— BEGIN RECORDS TO USE —

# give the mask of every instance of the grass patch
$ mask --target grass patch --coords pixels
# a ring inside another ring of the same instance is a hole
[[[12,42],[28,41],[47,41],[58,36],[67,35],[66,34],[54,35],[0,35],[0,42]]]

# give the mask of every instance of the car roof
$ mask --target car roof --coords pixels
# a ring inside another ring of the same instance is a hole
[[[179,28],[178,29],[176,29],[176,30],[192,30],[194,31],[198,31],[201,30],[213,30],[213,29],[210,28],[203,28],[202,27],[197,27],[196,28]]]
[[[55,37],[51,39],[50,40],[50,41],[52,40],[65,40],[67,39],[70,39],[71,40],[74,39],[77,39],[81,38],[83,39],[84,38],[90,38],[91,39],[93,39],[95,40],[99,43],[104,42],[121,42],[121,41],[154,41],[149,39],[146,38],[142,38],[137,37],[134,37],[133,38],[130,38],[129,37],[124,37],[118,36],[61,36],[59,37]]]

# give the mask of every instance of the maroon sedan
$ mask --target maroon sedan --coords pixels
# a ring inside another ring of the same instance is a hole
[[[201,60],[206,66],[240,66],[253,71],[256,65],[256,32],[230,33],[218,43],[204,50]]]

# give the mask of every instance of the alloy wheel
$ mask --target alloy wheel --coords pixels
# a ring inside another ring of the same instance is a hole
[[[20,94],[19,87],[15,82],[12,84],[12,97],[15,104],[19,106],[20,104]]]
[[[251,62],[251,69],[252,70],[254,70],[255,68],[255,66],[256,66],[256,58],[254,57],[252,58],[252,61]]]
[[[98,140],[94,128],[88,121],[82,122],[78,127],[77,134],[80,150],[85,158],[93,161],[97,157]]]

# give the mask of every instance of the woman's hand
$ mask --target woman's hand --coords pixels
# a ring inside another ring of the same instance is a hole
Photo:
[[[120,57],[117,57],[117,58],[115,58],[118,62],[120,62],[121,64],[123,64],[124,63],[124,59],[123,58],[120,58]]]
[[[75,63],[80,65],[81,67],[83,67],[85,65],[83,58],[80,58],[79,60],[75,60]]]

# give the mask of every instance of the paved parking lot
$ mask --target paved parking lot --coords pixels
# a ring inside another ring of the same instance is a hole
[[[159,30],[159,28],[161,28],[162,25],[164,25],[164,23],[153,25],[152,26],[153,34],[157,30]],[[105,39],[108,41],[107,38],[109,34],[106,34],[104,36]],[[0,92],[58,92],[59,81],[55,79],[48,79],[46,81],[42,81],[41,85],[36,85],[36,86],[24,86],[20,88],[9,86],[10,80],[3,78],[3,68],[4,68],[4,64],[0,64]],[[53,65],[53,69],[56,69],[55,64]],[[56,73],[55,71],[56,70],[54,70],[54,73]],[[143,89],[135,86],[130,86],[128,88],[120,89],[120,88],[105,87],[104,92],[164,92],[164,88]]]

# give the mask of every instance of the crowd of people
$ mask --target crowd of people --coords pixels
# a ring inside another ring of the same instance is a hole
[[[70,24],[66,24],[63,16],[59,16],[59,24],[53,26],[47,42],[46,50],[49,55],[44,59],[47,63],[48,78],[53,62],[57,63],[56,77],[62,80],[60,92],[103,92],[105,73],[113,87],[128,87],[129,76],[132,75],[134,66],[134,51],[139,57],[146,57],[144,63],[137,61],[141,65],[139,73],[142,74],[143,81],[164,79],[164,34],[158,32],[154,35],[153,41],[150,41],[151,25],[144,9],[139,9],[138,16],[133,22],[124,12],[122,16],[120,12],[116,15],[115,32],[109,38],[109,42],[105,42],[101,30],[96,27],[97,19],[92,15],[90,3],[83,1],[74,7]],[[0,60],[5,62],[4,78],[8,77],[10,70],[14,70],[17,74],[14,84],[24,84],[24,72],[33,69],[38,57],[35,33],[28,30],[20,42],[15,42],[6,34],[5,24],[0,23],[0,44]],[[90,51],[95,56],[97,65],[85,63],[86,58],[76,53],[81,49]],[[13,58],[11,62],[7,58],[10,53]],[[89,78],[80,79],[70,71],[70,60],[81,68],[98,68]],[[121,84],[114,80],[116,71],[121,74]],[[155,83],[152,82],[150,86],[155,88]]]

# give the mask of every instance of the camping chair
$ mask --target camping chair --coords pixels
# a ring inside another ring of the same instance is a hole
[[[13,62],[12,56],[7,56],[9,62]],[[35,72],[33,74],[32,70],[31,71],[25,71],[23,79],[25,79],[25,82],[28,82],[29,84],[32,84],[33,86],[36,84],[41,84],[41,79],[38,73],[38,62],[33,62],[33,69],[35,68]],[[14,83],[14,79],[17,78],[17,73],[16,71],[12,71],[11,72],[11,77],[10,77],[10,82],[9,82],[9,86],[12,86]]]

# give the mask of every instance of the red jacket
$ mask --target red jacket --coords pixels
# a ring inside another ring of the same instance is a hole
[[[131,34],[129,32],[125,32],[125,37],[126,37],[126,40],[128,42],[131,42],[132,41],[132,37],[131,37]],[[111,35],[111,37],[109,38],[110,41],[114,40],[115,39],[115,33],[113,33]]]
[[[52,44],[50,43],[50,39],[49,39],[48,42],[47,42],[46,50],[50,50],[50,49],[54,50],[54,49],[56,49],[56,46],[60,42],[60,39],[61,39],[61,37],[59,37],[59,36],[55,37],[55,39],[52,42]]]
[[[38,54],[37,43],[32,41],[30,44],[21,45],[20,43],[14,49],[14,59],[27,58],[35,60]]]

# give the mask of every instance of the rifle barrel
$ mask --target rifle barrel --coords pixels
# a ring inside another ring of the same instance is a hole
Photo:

— END RECORDS TO USE —

EXERCISE INSTRUCTIONS
Copy every line of the records above verbatim, from first to last.

TASK OUTPUT
# give the mask of every instance of the grass patch
$ mask --target grass patch --coords pixels
# a ring inside another ring of the same instance is a hole
[[[12,42],[28,41],[47,41],[58,36],[67,35],[66,34],[54,35],[0,35],[0,42]]]

# give the mask of every instance of the car roof
$ mask --target car roof --coords pixels
# a ring inside another ring of the same instance is a hole
[[[179,28],[178,29],[176,29],[176,30],[192,30],[194,31],[198,31],[201,30],[213,30],[213,29],[210,28],[203,28],[202,27],[197,27],[196,28]]]
[[[55,37],[51,39],[50,40],[50,41],[52,40],[65,40],[67,39],[70,39],[71,40],[74,39],[77,39],[81,38],[83,39],[84,38],[90,38],[91,39],[93,39],[95,40],[99,43],[104,42],[121,42],[121,41],[154,41],[149,39],[146,38],[142,38],[137,37],[134,37],[133,38],[130,38],[129,37],[124,37],[118,36],[61,36],[59,37]]]

# give the mask of every instance of the maroon sedan
$ mask --target maroon sedan --coords pixels
# a ring inside another ring of the same instance is a hole
[[[201,60],[206,66],[240,66],[253,71],[256,65],[256,32],[230,33],[218,43],[204,50]]]

# give the mask of every instance of the alloy wheel
$ mask --target alloy wheel --coords pixels
# a ring inside another ring of the same instance is a hole
[[[20,94],[19,87],[15,82],[12,84],[12,97],[15,104],[19,106],[20,104]]]
[[[251,62],[251,69],[252,70],[254,70],[255,68],[255,66],[256,66],[256,58],[254,57],[252,58],[252,61]]]
[[[98,140],[94,128],[88,121],[82,122],[78,127],[77,134],[80,150],[85,158],[93,161],[97,157]]]

# give the mask of every instance of the woman's hand
$ mask --target woman's hand --coords pixels
# a ring inside another ring of the same instance is a hole
Photo:
[[[120,57],[117,57],[117,58],[115,58],[118,62],[120,62],[121,64],[123,64],[124,63],[124,59],[123,58],[120,58]]]
[[[75,63],[80,65],[81,67],[83,67],[85,65],[83,58],[80,58],[79,60],[75,60]]]

# give the mask of every instance of the paved parking lot
$ mask --target paved parking lot --coords pixels
# a ring inside another ring of the same instance is a hole
[[[159,30],[159,28],[161,28],[162,25],[164,25],[164,23],[153,25],[152,26],[153,34],[157,30]],[[105,39],[108,41],[107,38],[109,34],[106,34],[104,36]],[[0,92],[58,92],[59,81],[55,79],[48,79],[46,81],[42,81],[41,85],[36,85],[36,86],[24,86],[20,88],[9,86],[10,80],[3,78],[3,68],[4,68],[4,64],[0,64]],[[53,65],[53,69],[56,69],[55,64]],[[56,73],[55,71],[56,70],[54,70],[54,73]],[[143,89],[135,86],[130,86],[128,88],[120,89],[120,88],[105,87],[104,92],[164,92],[164,88]]]

# give the mask of every instance of the crowd of people
$ mask --target crowd of people --coords pixels
# a ring inside another ring of the same instance is a hole
[[[70,24],[66,24],[63,16],[59,16],[59,24],[53,26],[47,42],[46,50],[49,55],[44,59],[47,63],[48,78],[53,62],[57,63],[56,77],[62,80],[60,92],[103,92],[105,73],[113,87],[128,87],[129,76],[132,75],[134,66],[134,51],[139,57],[146,57],[144,63],[137,61],[141,65],[139,73],[142,74],[143,81],[164,79],[164,34],[158,32],[154,35],[153,41],[150,41],[151,25],[144,9],[139,9],[138,16],[133,22],[124,12],[122,16],[120,12],[116,15],[115,32],[109,38],[109,42],[105,42],[101,30],[96,27],[97,19],[92,15],[90,3],[83,1],[74,7]],[[0,60],[5,62],[4,78],[8,77],[10,70],[14,70],[17,74],[14,84],[24,84],[24,72],[33,69],[38,57],[35,33],[28,30],[20,42],[15,42],[6,34],[5,24],[0,23],[0,44]],[[90,51],[95,56],[97,65],[85,63],[86,58],[76,53],[81,49]],[[13,58],[11,62],[7,58],[10,53]],[[89,78],[80,79],[70,71],[70,60],[81,68],[98,68]],[[121,84],[114,80],[116,71],[121,74]],[[155,83],[152,82],[150,86],[155,88]]]

# give the mask of every instance of the camping chair
$ mask --target camping chair --coords pixels
# a ring inside another ring of the same instance is a hole
[[[13,62],[12,56],[7,56],[9,62]],[[35,72],[33,74],[32,70],[31,71],[25,71],[23,79],[25,79],[25,82],[28,82],[29,84],[32,84],[33,86],[36,84],[41,84],[41,79],[38,73],[38,62],[33,62],[33,69],[35,68]],[[14,83],[14,79],[17,78],[17,73],[16,71],[12,71],[11,72],[11,77],[10,77],[10,82],[9,82],[9,86],[12,86]]]

# give the mask of every instance of the red jacket
$ mask --target red jacket --coords pixels
# a ring inside another ring of the same instance is a hole
[[[131,34],[129,32],[125,32],[125,37],[126,37],[126,40],[128,42],[131,42],[132,41],[132,37],[131,37]],[[111,35],[111,37],[109,38],[110,41],[114,40],[115,39],[115,33],[113,33]]]
[[[52,44],[50,43],[50,39],[49,39],[48,42],[47,42],[46,50],[50,50],[50,49],[54,50],[54,49],[56,49],[56,46],[60,42],[60,39],[61,39],[61,37],[59,37],[59,36],[55,37],[55,39],[52,42]]]
[[[38,54],[37,43],[32,41],[30,44],[21,45],[20,43],[14,49],[14,59],[27,58],[35,60]]]

# give the mask of every instance of the rifle barrel
$ mask --target rifle barrel --coords pixels
# a ring inside another ring of the same instance is a hole
Photo:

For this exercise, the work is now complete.